WHAT NEEDS TO BE DONE:
Count every line in this listing that has "below". Reply with only the total.

DATA FOR ANALYSIS:
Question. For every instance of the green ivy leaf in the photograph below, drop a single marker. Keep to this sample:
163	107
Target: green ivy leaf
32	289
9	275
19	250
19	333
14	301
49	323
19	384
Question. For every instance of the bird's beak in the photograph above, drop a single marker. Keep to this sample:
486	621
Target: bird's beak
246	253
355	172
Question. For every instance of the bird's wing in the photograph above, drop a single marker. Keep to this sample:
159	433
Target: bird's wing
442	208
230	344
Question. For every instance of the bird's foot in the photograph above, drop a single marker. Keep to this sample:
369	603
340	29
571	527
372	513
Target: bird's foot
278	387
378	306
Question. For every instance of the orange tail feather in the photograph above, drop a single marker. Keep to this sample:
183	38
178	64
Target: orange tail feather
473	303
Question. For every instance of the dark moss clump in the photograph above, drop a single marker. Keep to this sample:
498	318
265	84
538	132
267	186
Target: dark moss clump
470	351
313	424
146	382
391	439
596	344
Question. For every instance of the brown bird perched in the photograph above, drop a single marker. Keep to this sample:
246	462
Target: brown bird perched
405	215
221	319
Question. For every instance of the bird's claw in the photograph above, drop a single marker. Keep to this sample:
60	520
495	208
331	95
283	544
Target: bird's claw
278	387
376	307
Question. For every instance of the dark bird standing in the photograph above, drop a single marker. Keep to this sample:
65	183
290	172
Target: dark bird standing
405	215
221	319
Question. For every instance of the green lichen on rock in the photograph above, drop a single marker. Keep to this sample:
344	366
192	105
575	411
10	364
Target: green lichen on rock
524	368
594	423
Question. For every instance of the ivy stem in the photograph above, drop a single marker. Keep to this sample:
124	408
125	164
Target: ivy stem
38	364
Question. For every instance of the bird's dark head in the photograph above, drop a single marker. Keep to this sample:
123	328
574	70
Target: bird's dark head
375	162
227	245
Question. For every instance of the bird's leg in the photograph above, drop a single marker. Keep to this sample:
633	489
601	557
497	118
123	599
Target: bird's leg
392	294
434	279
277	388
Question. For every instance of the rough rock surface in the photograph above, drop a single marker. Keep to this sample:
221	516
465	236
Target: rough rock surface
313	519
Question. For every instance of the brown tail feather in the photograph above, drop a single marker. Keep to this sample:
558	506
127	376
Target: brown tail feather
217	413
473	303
...
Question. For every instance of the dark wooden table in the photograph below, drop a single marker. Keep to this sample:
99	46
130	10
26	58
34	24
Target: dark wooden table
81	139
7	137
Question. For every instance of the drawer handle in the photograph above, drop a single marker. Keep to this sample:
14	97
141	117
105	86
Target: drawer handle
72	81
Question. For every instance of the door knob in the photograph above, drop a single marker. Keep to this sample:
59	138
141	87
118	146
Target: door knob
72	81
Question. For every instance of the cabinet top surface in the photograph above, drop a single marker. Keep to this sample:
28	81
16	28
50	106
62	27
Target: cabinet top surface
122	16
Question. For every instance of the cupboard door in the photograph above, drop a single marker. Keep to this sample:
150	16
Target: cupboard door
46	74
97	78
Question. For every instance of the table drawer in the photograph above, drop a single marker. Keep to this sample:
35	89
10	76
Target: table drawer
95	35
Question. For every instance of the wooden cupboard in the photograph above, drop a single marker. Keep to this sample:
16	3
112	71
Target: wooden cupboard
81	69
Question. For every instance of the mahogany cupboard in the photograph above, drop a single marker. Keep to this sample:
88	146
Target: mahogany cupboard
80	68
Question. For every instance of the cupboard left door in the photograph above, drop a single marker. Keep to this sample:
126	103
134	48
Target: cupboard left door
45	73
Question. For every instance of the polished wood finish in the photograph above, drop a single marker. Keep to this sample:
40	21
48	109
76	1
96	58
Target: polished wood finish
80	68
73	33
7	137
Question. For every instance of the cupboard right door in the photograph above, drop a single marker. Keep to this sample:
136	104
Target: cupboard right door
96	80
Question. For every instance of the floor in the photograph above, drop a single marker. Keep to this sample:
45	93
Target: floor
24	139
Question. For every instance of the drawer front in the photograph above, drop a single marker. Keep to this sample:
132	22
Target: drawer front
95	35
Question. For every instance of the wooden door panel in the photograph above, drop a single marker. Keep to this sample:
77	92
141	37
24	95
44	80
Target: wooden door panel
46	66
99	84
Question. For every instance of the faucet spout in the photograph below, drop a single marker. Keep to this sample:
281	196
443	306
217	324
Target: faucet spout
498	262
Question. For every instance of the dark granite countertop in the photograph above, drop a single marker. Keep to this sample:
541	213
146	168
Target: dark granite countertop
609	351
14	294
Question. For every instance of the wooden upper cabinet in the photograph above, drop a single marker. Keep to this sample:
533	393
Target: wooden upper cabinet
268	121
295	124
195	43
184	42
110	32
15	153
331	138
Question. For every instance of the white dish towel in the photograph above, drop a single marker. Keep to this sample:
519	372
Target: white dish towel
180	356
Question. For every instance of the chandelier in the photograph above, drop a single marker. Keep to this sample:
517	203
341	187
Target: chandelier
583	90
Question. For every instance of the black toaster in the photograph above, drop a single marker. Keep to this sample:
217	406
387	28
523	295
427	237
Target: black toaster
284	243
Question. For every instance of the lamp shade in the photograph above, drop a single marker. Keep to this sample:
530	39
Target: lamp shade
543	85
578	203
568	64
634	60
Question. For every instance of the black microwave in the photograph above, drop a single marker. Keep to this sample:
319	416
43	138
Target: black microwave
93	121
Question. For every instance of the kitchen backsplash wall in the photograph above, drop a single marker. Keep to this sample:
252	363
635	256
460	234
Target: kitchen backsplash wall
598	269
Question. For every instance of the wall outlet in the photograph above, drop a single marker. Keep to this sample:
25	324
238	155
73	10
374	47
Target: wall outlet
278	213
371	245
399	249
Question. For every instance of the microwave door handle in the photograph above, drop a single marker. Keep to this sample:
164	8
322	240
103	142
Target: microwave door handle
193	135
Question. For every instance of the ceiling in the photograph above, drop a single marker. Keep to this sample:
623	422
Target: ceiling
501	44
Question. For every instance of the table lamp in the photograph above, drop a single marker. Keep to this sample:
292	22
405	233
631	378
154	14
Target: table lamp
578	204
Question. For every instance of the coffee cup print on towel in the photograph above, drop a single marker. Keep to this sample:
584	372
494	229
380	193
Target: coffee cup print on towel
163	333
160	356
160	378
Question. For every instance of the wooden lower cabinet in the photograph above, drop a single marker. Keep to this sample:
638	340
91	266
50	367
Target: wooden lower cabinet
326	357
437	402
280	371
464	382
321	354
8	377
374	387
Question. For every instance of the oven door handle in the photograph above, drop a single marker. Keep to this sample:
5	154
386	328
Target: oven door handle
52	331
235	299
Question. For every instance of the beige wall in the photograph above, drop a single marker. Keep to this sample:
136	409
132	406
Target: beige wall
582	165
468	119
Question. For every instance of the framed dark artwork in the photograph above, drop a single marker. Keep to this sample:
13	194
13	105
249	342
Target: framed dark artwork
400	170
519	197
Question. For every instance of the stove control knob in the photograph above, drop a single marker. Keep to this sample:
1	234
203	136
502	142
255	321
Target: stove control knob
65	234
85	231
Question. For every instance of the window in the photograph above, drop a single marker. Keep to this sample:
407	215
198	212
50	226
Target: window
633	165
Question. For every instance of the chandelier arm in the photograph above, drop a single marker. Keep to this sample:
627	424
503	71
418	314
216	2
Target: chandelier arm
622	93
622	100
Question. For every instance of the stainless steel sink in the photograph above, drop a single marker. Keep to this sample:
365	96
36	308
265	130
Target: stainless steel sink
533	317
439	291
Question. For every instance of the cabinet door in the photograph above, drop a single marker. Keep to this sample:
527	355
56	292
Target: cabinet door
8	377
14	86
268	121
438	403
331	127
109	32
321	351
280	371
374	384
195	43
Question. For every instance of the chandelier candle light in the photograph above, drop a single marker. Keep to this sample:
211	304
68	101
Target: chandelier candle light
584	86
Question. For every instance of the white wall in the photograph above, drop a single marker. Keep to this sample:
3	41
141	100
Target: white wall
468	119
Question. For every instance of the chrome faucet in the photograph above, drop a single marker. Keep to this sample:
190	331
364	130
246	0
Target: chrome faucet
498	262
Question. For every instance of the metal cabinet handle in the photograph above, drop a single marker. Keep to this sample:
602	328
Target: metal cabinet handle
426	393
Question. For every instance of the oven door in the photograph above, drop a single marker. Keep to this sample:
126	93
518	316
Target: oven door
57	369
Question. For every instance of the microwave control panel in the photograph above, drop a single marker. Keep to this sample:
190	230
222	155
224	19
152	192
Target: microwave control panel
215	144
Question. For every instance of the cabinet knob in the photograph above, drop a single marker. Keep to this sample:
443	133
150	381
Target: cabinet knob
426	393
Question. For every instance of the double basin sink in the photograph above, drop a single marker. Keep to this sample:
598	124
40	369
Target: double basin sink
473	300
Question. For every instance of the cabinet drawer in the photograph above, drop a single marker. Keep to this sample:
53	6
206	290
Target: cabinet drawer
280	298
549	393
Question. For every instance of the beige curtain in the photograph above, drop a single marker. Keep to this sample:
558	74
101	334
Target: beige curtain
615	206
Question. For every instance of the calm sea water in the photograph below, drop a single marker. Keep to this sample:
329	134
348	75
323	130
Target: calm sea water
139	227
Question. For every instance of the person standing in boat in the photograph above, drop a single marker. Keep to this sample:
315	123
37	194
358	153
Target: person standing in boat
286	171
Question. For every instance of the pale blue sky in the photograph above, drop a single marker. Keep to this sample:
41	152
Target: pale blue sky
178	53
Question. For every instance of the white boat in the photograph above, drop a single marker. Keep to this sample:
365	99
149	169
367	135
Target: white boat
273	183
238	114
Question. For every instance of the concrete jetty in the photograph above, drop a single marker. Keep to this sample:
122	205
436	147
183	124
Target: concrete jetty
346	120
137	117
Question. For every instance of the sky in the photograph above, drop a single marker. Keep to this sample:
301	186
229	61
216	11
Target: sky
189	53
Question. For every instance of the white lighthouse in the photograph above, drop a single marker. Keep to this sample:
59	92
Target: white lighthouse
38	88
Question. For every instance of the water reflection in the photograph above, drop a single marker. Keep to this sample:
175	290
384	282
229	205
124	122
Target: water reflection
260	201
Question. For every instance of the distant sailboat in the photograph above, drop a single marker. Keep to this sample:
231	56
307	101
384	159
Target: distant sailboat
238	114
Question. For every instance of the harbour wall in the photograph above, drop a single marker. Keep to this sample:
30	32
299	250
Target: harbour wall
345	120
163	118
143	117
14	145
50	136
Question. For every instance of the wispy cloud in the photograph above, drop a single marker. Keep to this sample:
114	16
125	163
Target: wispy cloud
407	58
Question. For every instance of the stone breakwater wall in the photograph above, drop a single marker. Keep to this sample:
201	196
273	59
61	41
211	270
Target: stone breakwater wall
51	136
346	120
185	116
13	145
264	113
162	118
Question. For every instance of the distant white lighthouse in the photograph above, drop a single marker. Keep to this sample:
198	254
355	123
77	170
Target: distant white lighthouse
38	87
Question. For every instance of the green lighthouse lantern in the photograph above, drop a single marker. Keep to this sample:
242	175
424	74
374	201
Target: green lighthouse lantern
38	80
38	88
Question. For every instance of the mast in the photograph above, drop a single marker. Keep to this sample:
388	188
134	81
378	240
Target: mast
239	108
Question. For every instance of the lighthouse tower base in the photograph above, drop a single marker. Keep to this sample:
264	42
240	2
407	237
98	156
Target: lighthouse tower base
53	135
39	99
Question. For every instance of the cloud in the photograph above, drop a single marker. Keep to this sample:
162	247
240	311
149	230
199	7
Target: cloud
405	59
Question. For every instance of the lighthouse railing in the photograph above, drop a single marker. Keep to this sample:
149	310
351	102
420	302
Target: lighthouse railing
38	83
---
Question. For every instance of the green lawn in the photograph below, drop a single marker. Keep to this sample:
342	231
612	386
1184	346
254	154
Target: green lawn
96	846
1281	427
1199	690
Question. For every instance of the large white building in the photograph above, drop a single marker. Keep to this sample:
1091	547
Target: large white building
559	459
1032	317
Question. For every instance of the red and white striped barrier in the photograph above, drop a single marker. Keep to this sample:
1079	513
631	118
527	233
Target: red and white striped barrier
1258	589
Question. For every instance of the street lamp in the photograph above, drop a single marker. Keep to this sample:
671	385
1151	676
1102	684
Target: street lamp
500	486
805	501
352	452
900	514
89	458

WRITTEN REPLY:
5